**What you have to do:** Output the material exactly, but drop every image it holds.
--- start of Dataset ---
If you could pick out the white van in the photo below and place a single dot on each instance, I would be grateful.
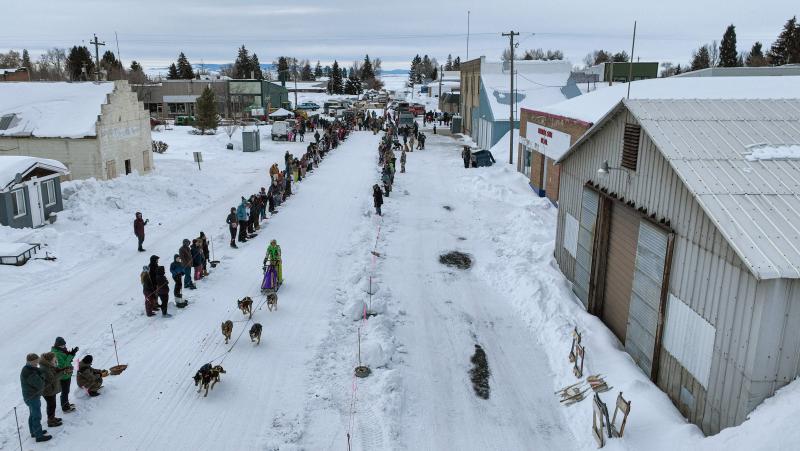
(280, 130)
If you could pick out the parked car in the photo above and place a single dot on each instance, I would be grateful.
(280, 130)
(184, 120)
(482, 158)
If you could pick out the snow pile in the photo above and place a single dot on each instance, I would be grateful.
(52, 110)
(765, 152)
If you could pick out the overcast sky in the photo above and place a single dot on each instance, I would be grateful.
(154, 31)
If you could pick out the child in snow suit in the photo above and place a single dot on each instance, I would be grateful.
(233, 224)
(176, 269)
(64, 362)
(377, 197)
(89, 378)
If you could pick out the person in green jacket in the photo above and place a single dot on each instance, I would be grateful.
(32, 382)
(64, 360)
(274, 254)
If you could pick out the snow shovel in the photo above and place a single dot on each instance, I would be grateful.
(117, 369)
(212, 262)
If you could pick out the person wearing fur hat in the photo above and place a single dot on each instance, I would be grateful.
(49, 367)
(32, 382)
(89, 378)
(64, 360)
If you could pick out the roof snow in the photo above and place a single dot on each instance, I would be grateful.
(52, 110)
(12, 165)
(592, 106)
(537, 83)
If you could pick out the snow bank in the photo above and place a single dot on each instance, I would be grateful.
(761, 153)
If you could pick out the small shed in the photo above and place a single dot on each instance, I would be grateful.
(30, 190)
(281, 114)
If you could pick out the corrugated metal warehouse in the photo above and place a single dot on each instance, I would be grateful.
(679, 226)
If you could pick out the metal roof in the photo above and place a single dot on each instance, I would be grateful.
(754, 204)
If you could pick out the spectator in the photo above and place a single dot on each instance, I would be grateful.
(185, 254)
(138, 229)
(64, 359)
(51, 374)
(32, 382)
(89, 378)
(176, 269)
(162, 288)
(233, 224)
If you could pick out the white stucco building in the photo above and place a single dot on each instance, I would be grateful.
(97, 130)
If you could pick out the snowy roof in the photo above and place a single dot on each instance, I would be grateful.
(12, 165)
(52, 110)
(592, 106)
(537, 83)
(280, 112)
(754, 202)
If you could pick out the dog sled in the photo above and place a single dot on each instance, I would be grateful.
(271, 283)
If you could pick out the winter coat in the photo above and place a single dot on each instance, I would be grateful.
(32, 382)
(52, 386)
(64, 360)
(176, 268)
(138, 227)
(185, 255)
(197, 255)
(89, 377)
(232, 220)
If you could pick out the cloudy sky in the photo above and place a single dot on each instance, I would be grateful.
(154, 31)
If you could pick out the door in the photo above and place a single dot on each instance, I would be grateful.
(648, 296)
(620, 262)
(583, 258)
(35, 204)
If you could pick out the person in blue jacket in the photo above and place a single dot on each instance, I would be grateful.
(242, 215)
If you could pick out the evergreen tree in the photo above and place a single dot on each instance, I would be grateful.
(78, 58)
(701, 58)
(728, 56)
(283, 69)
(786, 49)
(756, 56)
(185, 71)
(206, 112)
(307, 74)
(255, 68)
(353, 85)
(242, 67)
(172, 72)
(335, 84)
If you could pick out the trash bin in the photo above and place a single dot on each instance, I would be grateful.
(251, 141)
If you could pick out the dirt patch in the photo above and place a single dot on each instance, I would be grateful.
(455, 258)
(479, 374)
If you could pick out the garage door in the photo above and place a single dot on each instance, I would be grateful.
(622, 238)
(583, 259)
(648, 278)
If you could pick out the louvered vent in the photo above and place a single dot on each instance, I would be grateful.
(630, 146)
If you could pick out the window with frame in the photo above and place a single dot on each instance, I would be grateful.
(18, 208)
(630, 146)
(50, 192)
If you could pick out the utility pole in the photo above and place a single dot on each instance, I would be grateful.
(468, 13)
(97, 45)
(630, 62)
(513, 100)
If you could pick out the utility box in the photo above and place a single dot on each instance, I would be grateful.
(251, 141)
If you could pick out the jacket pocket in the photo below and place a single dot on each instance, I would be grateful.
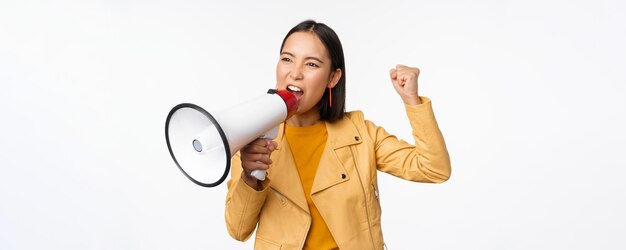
--- end of Dataset ---
**Response below:**
If you could pick out the white van in the photo below and place a single dot on each instance, I would be grateful.
(280, 130)
If you could pick out the parked car in the photo above and place a single dot on each instance, I would be grateful.
(280, 130)
(184, 120)
(482, 158)
If you could pick out the snow pile in the photo above and place a single dot on each instance, I would be grateful.
(52, 110)
(765, 152)
If you could pick out the overcast sky in the photo above and place a single dot on each instance, I would be grateful.
(154, 31)
If you could pick out the child in snow suit in the photo above and place a single dot on each instance, I would be grateful.
(233, 224)
(176, 269)
(64, 362)
(377, 197)
(89, 378)
If you could pick out the person in green jacket in the photo above and place a single dot on each instance, I would be grateful.
(32, 382)
(64, 360)
(274, 254)
If you could pick out the snow shovel in the photo above and place a single dot on each instance, I would be grateful.
(117, 369)
(212, 262)
If you could pick out the person wearing fur hat in the photo above and place a single dot on each instance, I would be grateful.
(49, 367)
(32, 382)
(89, 378)
(64, 360)
If you could pick out the roof snow in the photo above and place a single dot on each instance, I would be grateful.
(52, 110)
(12, 165)
(592, 106)
(537, 83)
If you could pick out the snow bank in the photo above and place a single dot on each instance, I would be grateful.
(761, 153)
If you could pick out the small shed in the photo above and place a single dot on each instance, I would be grateful.
(30, 190)
(281, 114)
If you could pick out the corrugated metal warehouse in the photo above and place a single dot on each instance, I would be grateful.
(679, 226)
If you could pick out the metal roof in the photo above and place a single dot on each instance, I would be grateful.
(754, 204)
If you could pick out the spectator in the photo above and place a single dot on each instance, I would be grateful.
(185, 254)
(138, 229)
(64, 359)
(51, 374)
(32, 382)
(89, 378)
(176, 269)
(162, 288)
(233, 224)
If you could pick out the white stucco building in the photo above and place a single dot on each instance, I would be grateful.
(97, 130)
If you could pick out the snowy roof in the photo above and place a single dot on each instance, I would be grateful.
(12, 165)
(52, 110)
(592, 106)
(537, 83)
(280, 112)
(754, 202)
If you could pick out the dog sled in the photo above and place a single dot on each instance, I would be grateful.
(271, 283)
If you could pick out the winter coat in the photo above and place a single dot on each instance, I would be grateful.
(32, 382)
(52, 386)
(64, 360)
(176, 268)
(138, 227)
(185, 255)
(197, 255)
(89, 377)
(232, 220)
If you could pick out the cloudy sky in the photo above and place a single dot on each instance, I would be grateful.
(154, 31)
If you could pick out the door in the photo above and place a single dot on each instance, I would be grateful.
(648, 296)
(620, 262)
(583, 258)
(35, 204)
If you could pick out the person in blue jacket in the photo above and place a single dot on each instance, I would be grateful.
(242, 215)
If you could pick out the evergreen tree in the photo above and place a single dot on each instance, I would be grateful.
(78, 58)
(701, 58)
(728, 56)
(283, 69)
(786, 49)
(756, 56)
(185, 71)
(206, 112)
(307, 74)
(255, 68)
(353, 85)
(242, 67)
(172, 72)
(335, 84)
If you could pick out the trash bin in the photo above and place a single dot on each instance, I would be grateful.
(251, 141)
If you could pick out the dirt patch in the photo above and place a single dot on each instance, I would be grateful.
(455, 258)
(479, 374)
If you could pick out the garage door in the photo above and place a single dot on each instance, I would be grateful.
(622, 238)
(583, 259)
(648, 278)
If you could pick out the louvered vent in the photo above and place a single dot on each instance, I would be grateful.
(630, 146)
If you could pick out the window with frame in the photo above and place a single dot on each instance, I would be grateful.
(18, 208)
(630, 146)
(50, 192)
If you could pick out the utility pole in the photo above and place a single dot on each instance, I would be grateful.
(468, 13)
(97, 45)
(630, 62)
(513, 100)
If you could pick out the utility box in the photo above and place a single dot on each instance, I would be grateful.
(251, 141)
If you could pick out the jacket pocket in the photo below and place a single dot on each instance, I would be grateful.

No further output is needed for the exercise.